Instructions to follow :: Scan the data beneath this task and copy each line that includes "kitchen".

Source information ::

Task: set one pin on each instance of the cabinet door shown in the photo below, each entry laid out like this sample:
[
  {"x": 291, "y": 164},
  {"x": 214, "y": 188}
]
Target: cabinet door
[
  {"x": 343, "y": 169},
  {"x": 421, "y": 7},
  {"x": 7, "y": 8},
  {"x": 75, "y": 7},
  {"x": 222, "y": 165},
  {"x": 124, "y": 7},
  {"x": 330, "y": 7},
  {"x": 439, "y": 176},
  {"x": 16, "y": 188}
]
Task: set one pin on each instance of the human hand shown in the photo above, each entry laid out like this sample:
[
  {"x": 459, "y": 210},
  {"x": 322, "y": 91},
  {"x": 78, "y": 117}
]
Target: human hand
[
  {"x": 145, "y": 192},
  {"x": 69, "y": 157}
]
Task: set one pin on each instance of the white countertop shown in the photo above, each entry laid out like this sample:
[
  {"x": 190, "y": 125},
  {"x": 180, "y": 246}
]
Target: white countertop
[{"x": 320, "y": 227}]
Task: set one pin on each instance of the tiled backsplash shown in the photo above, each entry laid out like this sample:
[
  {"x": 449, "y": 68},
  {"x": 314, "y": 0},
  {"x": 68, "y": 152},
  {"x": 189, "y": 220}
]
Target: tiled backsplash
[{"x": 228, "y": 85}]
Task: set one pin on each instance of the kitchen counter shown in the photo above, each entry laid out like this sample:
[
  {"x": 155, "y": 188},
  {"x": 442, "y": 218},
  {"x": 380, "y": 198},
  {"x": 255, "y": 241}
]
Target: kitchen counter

Response ::
Task: set one pin on each instance of the kitchen counter shown in the photo above, each entry laid out like this sample:
Target: kitchen counter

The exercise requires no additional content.